### WHAT IS REQUIRED
Reproduce every one of the lines below, keeping each one unchanged.

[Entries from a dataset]
[Begin]

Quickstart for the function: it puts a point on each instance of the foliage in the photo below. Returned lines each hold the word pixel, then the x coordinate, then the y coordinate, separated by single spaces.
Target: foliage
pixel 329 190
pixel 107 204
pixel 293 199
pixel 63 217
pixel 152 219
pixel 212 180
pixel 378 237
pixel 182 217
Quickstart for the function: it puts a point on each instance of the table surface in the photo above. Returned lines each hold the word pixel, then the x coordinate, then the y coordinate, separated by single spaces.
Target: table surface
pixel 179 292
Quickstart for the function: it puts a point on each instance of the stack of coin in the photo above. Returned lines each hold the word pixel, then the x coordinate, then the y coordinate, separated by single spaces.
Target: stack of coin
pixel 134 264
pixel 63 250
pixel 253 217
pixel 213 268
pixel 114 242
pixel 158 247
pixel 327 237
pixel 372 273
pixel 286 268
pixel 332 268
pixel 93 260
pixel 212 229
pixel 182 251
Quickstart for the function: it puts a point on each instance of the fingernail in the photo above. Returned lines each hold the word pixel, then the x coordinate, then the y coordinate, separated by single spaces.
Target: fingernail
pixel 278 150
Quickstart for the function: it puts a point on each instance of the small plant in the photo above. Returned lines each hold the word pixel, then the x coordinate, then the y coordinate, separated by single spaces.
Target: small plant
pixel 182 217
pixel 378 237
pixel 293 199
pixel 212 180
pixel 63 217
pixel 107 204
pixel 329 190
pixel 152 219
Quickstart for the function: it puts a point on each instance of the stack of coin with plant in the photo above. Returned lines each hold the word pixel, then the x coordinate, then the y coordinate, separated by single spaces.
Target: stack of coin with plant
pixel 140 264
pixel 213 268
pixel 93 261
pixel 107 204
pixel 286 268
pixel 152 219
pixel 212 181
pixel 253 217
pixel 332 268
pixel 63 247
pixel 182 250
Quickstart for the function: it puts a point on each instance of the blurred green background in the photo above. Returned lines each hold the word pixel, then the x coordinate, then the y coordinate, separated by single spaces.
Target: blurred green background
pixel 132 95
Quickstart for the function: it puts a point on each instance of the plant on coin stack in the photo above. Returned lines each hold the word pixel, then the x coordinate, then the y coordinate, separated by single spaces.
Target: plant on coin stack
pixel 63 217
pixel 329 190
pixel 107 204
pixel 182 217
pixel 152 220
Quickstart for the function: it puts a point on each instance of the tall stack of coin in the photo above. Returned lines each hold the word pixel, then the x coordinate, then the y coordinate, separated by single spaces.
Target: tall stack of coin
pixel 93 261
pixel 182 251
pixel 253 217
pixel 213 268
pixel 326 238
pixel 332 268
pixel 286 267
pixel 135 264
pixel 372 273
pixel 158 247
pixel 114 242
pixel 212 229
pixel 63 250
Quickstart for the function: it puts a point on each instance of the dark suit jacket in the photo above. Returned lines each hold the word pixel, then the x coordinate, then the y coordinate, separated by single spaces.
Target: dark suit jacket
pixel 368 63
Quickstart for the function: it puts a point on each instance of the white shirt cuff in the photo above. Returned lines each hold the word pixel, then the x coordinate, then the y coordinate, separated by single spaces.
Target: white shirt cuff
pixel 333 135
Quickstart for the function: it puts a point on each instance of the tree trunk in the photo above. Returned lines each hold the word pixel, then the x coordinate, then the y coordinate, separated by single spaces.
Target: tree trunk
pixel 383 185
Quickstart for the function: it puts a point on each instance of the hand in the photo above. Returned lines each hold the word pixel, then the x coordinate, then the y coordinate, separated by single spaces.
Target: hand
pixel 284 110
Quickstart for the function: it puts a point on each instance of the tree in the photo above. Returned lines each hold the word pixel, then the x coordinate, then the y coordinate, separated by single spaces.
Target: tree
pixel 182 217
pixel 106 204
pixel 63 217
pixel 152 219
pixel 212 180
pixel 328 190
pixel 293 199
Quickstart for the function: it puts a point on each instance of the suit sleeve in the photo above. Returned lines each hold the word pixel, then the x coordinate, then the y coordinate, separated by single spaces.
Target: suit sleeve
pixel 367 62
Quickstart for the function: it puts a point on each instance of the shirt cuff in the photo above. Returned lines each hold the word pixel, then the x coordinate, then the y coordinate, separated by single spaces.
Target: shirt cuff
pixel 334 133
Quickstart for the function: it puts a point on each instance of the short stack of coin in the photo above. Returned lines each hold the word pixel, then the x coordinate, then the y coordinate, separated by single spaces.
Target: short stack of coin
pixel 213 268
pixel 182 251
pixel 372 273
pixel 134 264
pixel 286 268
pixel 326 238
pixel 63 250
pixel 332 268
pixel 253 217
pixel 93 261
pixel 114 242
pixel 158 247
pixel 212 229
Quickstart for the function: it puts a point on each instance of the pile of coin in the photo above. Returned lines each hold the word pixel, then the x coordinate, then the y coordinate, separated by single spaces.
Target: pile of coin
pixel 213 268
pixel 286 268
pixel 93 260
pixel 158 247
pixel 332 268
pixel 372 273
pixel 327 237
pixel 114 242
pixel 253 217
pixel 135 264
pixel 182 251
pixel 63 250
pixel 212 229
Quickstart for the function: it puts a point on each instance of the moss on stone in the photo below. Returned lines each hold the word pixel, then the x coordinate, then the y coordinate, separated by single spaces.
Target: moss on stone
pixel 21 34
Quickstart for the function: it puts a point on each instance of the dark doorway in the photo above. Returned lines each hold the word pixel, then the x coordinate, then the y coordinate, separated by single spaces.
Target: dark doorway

[End]

### THE OUTPUT
Quickstart for the function: it puts a point on each instance of the foliage in the photo below. Returned lines each hold the word pixel, then the x coordinate, then the y coordinate, separated by single spaces.
Target: foliage
pixel 329 190
pixel 107 204
pixel 293 199
pixel 63 217
pixel 152 219
pixel 212 180
pixel 378 237
pixel 182 217
Quickstart for the function: it puts a point on each instance of the table surface in the photo above. Returned lines each hold the word pixel, then the x coordinate, then the y coordinate, separated by single spaces.
Target: table surface
pixel 179 292
Quickstart for the function: it puts a point on each instance of the stack of coin in the photo above. Returned lines each hold the word pixel, then the x coordinate, then the y coordinate, separated by single spaces.
Target: stack of coin
pixel 134 264
pixel 63 250
pixel 253 217
pixel 213 268
pixel 114 242
pixel 158 247
pixel 327 237
pixel 372 273
pixel 286 268
pixel 332 268
pixel 93 260
pixel 212 229
pixel 182 251
Quickstart for the function: it puts a point on each instance of the fingernail in the photo above. Returned lines each hold the word pixel, then the x coordinate, then the y coordinate, separated by single spaces.
Target: fingernail
pixel 278 150
Quickstart for the function: it puts a point on each instance of the small plant in the photo above. Returned lines each hold the word pixel, then the x coordinate, then the y coordinate, separated by single spaces.
Target: small plant
pixel 182 217
pixel 378 237
pixel 293 199
pixel 212 180
pixel 63 217
pixel 107 204
pixel 329 190
pixel 152 219
Quickstart for the function: it puts a point on each instance of the stack of coin with plant in the photo above. Returned lines each hold the word pixel, then the x coordinate, then the y coordinate, separated by single spaces.
Target: stack of coin with plant
pixel 140 264
pixel 213 268
pixel 93 261
pixel 107 204
pixel 286 268
pixel 152 219
pixel 212 181
pixel 253 217
pixel 332 268
pixel 63 247
pixel 182 250
Quickstart for the function: it puts a point on each instance of the blurred green background in the photo above. Returned lines each hold the word pixel, then the x coordinate, then the y coordinate, separated by single spaces.
Target: blurred green background
pixel 132 95
Quickstart for the function: it puts a point on each instance of the plant on coin stack in the photo above. Returned lines each hold the word pixel, then the x coordinate, then the y coordinate, separated by single spaces.
Target: plant on coin stack
pixel 63 217
pixel 329 190
pixel 107 204
pixel 182 217
pixel 152 220
Quickstart for the function: it puts a point on each instance of the tall stack of coin in the photo above. Returned lines each hold the word pixel, then the x coordinate, then the y coordinate, separated by single spaces.
Target: tall stack of coin
pixel 93 261
pixel 182 251
pixel 253 217
pixel 213 268
pixel 326 238
pixel 332 268
pixel 286 267
pixel 135 264
pixel 372 273
pixel 158 247
pixel 114 242
pixel 212 229
pixel 63 250
Quickstart for the function: it puts a point on each instance of the dark suit jacket in the photo above. Returned lines each hold the word pixel, then the x coordinate, then the y coordinate, separated by single spaces.
Target: dark suit jacket
pixel 368 63
Quickstart for the function: it puts a point on each instance of the white shirt cuff in the photo above. Returned lines each hold the word pixel, then the x coordinate, then the y coordinate, separated by single spaces.
Target: white shirt cuff
pixel 333 135
Quickstart for the function: it puts a point on each instance of the tree trunk in the photo above. Returned lines each hold the word pixel, then the x coordinate, then the y coordinate, separated by single spaces.
Target: tree trunk
pixel 383 185
Quickstart for the function: it puts a point on each instance of the hand in the photo above. Returned lines each hold the word pixel, then the x coordinate, then the y coordinate, separated by single spaces.
Target: hand
pixel 284 110
Quickstart for the function: it puts a point on each instance of the tree in the photo above. Returned lines each hold the word pixel, then the x coordinate, then the y coordinate, separated by single spaces.
Target: tree
pixel 182 217
pixel 106 204
pixel 63 217
pixel 152 219
pixel 212 180
pixel 328 190
pixel 293 199
Quickstart for the function: it puts a point on each instance of the suit sleeve in the photo above. Returned lines each hold the word pixel, then the x coordinate, then the y coordinate, separated by single spaces.
Target: suit sleeve
pixel 367 62
Quickstart for the function: it puts a point on each instance of the shirt cuff in the photo above. Returned lines each hold the word pixel, then the x coordinate, then the y coordinate, separated by single spaces.
Target: shirt cuff
pixel 334 133
Quickstart for the function: it puts a point on each instance of the short stack of coin in the photo above. Returned lines each hold the word pixel, then the x coordinate, then the y coordinate, separated by single spaces.
Target: short stack of coin
pixel 213 268
pixel 182 251
pixel 372 273
pixel 134 264
pixel 286 268
pixel 326 238
pixel 63 250
pixel 332 268
pixel 253 217
pixel 93 261
pixel 114 242
pixel 158 247
pixel 212 229
Quickstart for the function: it puts a point on each instance of the pile of coin in the photo above. Returned lines each hold the word pixel, then the x coordinate, then the y coordinate, separated by single spaces.
Target: pile of coin
pixel 213 268
pixel 286 268
pixel 93 260
pixel 158 247
pixel 332 268
pixel 372 273
pixel 327 237
pixel 114 242
pixel 253 217
pixel 135 264
pixel 182 251
pixel 63 250
pixel 212 229
Quickstart for the function: it puts a point on each instance of the moss on stone in the photo below. Returned lines each hold the word pixel, then the x coordinate, then the y coordinate, separated by single spaces.
Target: moss on stone
pixel 21 34
Quickstart for the function: it puts a point on each instance of the dark doorway in the photo above. Returned lines each hold the word pixel, then the x coordinate, then the y coordinate, separated by single spaces.
Target: dark doorway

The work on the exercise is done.